Passage shown:
____
Week ending April 25, 2026

Rapid diagnostics, targeted therapy, and prevention gaps: aligning ID practice with what actually changes outcomes

Rapid AST for gram-negative bacteremia did not improve 30-day global outcomes

JAMAApr 19, 2026

In this 7-center randomized trial of 850 patients with gram-negative bacteremia, rapid phenotypic AST plus standard testing did not improve DOOR at day 30. The probability of a more favorable DOOR with rapid testing was 48.8% (95% CI, 45.3%-52.4%), below the predefined superiority threshold. Median time to effective therapy within 3 days was similar between groups, despite faster susceptibility reporting. Rapid AST accelerated antibiotic escalation or de-escalation by about 14 hours, without differences in mortality, ICU use, or length of stay.
____
Data under study:
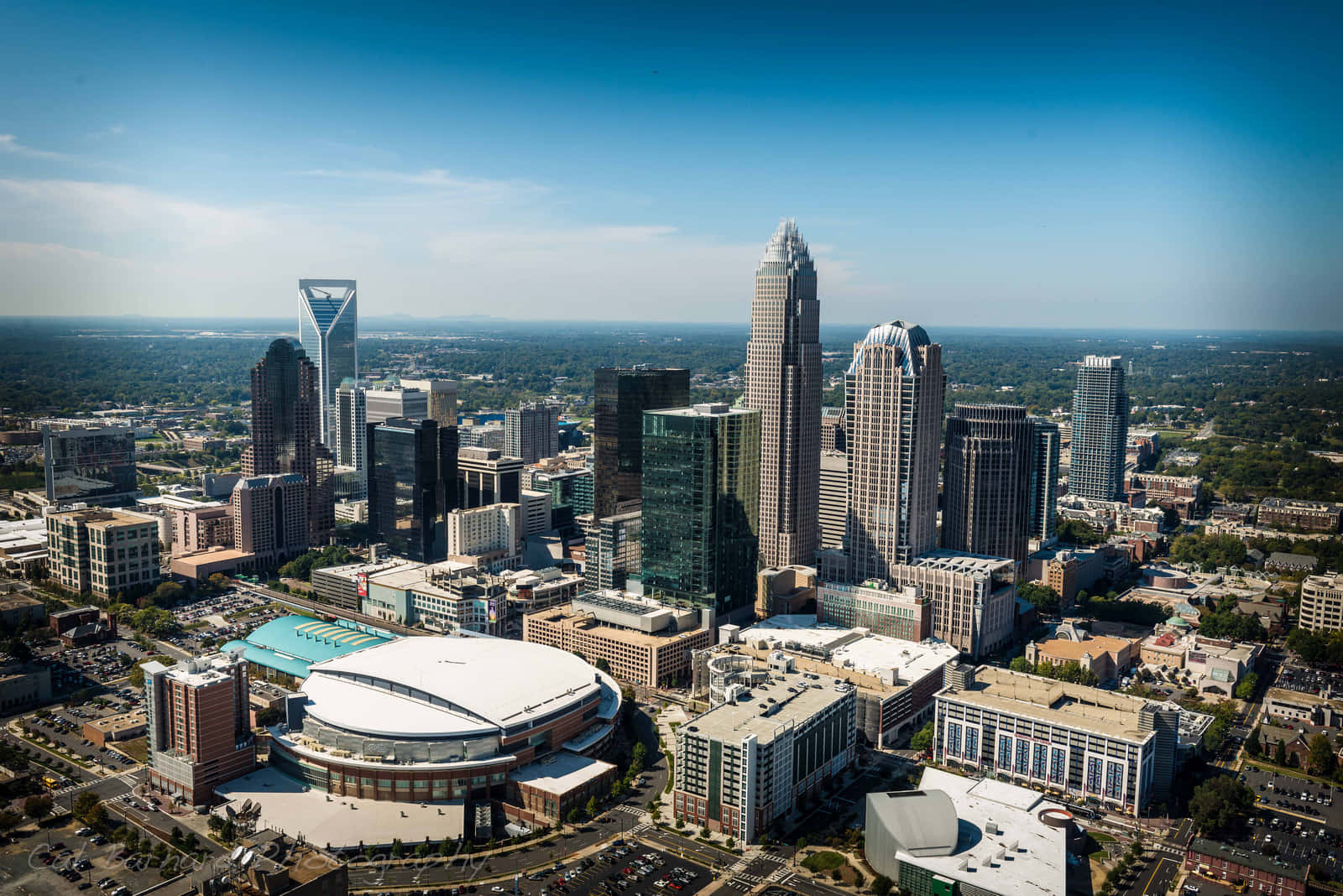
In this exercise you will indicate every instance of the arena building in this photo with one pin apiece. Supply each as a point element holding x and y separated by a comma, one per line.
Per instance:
<point>449,719</point>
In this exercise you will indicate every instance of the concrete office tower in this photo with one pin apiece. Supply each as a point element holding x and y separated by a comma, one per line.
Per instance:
<point>833,508</point>
<point>893,400</point>
<point>270,517</point>
<point>328,329</point>
<point>353,434</point>
<point>532,431</point>
<point>94,464</point>
<point>485,477</point>
<point>396,401</point>
<point>702,492</point>
<point>622,394</point>
<point>286,435</point>
<point>1100,430</point>
<point>1044,479</point>
<point>986,488</point>
<point>199,725</point>
<point>411,486</point>
<point>442,399</point>
<point>783,384</point>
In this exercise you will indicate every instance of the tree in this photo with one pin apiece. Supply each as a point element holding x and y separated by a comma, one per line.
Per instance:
<point>1322,757</point>
<point>923,738</point>
<point>37,806</point>
<point>1221,805</point>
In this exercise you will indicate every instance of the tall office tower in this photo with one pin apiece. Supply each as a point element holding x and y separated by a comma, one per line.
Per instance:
<point>1044,479</point>
<point>411,486</point>
<point>783,384</point>
<point>893,399</point>
<point>270,517</point>
<point>702,503</point>
<point>199,725</point>
<point>286,435</point>
<point>353,434</point>
<point>833,508</point>
<point>622,394</point>
<point>986,488</point>
<point>94,464</point>
<point>442,399</point>
<point>398,401</point>
<point>613,550</point>
<point>1100,430</point>
<point>532,431</point>
<point>328,329</point>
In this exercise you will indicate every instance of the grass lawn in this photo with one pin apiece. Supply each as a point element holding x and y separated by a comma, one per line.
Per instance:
<point>823,862</point>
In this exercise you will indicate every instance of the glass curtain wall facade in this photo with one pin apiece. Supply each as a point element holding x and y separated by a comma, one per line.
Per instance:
<point>96,464</point>
<point>702,492</point>
<point>1100,430</point>
<point>328,329</point>
<point>622,394</point>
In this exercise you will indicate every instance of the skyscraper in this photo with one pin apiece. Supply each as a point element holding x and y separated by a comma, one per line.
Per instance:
<point>328,329</point>
<point>532,431</point>
<point>1044,479</point>
<point>702,491</point>
<point>622,394</point>
<point>986,488</point>
<point>893,400</point>
<point>286,431</point>
<point>783,384</point>
<point>94,464</point>
<point>1100,430</point>
<point>411,486</point>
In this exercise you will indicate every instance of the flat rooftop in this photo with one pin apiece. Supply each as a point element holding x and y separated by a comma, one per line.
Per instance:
<point>561,773</point>
<point>1022,857</point>
<point>853,649</point>
<point>295,809</point>
<point>796,699</point>
<point>1074,706</point>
____
Assigned task:
Copy the weekly infectious disease summary above in full, word for word.

Result of this task:
Week ending April 25, 2026

Rapid diagnostics, targeted therapy, and prevention gaps: aligning ID practice with what actually changes outcomes

Rapid AST for gram-negative bacteremia did not improve 30-day global outcomes

JAMAApr 19, 2026

In this 7-center randomized trial of 850 patients with gram-negative bacteremia, rapid phenotypic AST plus standard testing did not improve DOOR at day 30. The probability of a more favorable DOOR with rapid testing was 48.8% (95% CI, 45.3%-52.4%), below the predefined superiority threshold. Median time to effective therapy within 3 days was similar between groups, despite faster susceptibility reporting. Rapid AST accelerated antibiotic escalation or de-escalation by about 14 hours, without differences in mortality, ICU use, or length of stay.